TASK DESCRIPTION -
Write out all of the records below again, substituting "For this task" for "In this exercise" wherever it occurs and keeping every other part unchanged.

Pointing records
• • • • • • •
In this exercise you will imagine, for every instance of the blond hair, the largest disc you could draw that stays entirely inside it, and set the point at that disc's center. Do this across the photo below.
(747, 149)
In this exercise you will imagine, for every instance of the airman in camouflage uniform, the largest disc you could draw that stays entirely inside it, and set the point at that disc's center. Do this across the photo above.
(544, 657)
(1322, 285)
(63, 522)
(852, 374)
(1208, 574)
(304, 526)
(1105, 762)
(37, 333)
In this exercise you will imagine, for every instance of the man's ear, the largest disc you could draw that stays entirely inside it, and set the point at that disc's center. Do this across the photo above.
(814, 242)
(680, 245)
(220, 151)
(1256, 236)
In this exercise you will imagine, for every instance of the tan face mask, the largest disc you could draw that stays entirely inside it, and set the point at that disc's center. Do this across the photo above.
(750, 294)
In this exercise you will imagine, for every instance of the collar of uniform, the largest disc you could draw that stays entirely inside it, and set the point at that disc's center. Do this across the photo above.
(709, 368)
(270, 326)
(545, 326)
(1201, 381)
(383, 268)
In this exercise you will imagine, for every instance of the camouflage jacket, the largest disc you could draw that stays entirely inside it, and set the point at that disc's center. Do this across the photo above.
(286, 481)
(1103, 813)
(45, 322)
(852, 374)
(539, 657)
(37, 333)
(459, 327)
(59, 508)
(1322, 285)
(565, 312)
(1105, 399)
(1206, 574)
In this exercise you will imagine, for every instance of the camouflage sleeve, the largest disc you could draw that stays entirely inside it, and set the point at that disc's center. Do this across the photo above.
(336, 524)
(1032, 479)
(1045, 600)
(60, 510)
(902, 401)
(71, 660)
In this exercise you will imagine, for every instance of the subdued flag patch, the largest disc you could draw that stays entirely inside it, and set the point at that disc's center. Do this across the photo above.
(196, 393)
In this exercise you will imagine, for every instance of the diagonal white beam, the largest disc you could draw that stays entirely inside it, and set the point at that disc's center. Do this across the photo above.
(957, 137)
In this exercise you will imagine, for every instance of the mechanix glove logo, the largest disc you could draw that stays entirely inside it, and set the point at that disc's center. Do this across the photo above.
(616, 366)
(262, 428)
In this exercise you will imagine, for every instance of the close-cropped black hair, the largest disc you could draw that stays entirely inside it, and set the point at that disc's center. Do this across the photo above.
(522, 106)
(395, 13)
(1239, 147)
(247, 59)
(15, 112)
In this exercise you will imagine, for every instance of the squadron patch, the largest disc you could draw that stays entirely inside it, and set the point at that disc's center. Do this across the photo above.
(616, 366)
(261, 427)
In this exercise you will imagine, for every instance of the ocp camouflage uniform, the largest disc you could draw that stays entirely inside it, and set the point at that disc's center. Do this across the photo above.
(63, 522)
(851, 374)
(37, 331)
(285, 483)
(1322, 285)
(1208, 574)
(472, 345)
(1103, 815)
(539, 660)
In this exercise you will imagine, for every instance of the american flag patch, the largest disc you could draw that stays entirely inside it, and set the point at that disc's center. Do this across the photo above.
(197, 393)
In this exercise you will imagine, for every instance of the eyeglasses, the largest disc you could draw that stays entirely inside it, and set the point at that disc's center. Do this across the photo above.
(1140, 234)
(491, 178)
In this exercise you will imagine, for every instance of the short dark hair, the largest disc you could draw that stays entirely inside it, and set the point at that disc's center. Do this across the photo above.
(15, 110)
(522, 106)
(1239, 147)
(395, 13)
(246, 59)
• • • • • • •
RESULT OF THIS TASK -
For this task you will imagine, for every instance of the blond hair, the largest disc you could draw that stays entirely inside it, and set the point at that disc's center. Do this across the photo below.
(747, 149)
For this task you will imagine, for every instance of the airman in camouflage uniform, the largest disc you could draw that stays entirely inside it, and set the point at that disc's center. Do this across the photo above.
(544, 657)
(1322, 285)
(63, 522)
(852, 374)
(1208, 574)
(304, 526)
(1105, 762)
(37, 333)
For this task you will imagine, for every instance of the man's ear, the largest disc you could draw that stays entirely inside it, and set the point at that disc's center. Do this across the photo above.
(814, 242)
(680, 245)
(220, 151)
(1256, 236)
For this task you will imagine, for every instance of the tan face mask, the largest disc you could draw that stays entirely inside it, and set the point at that disc's center. Do this across the photo above.
(750, 294)
For this task you will imagine, for every instance of the collar of uniform, the largest disc you could draw that stays entirely inside it, and set the point at that disc's center. Do this across the photo above.
(709, 368)
(270, 326)
(545, 326)
(1201, 381)
(383, 268)
For this task you will imagine, for every instance of the camouflage jacket, the largest disc you could draw that stays entirely inside it, and set the point at that disc's center. Do this across the photo above.
(286, 481)
(1103, 813)
(45, 322)
(852, 374)
(539, 657)
(37, 333)
(459, 327)
(59, 508)
(1322, 285)
(565, 312)
(1105, 399)
(1206, 574)
For this task you will imagine, for every instance of the camouflage sleeve, the largest disc you could draw that stays entirely inside it, and set the point at that disc's center. Do this across the photo above.
(336, 524)
(1032, 479)
(1045, 600)
(60, 510)
(902, 401)
(71, 660)
For this task you will imagine, for every instance of the subdued flag patch, the largest disc you could draw that stays entirely inside it, and set the point at that disc's center. Do this across the photo above.
(196, 393)
For this task you will imagine, for every instance of the diagonal white beam, the largest disc you could draw that stays entirely inside it, and set the point at that disc's center. Do this across the photo above.
(957, 137)
For this task you will imagine, for every instance of the mechanix glove logo, the largest disc you could draw that stays entirely inside it, and set the point at that disc's center. Do this across the photo above.
(616, 366)
(262, 428)
For this task you will imagine, for every instance of the close-cropped black hair, the largest disc you could draw that stays entirely inside it, and set the point at that disc's center. Do this across the photo above.
(522, 106)
(395, 13)
(1239, 147)
(247, 59)
(15, 112)
For this task you will imagine, for every instance of the squadron patch, the largest disc you could draw that stays entirely inside it, and set the point at that disc's center. Do this across the photo above.
(616, 366)
(261, 427)
For this task you will imagine, for every instance of the ocp camouflage uniform, the largest disc you could draw that stays entirely inside it, and set the point at that disc's center. Do this across the photo above.
(63, 522)
(851, 374)
(37, 331)
(285, 483)
(1322, 285)
(1208, 574)
(472, 345)
(1103, 815)
(539, 660)
For this task you will imagine, for every instance of the american flag patch, the largest disc you could draw that stays entirely inside it, and set the point at that disc's center. Do this across the photo above.
(197, 393)
For this task you will imagine, for every instance of the eyeglasses, the largest disc you could draw that stays entirely inside it, and set the point at that disc's center. Do this across the photo above.
(1140, 234)
(491, 178)
For this task you will imagine, for every instance of the short dark hair, the largest disc you could draw that stays entirely inside it, and set the point at that disc's center. Do this across the photo above.
(15, 110)
(522, 106)
(1239, 147)
(395, 13)
(246, 59)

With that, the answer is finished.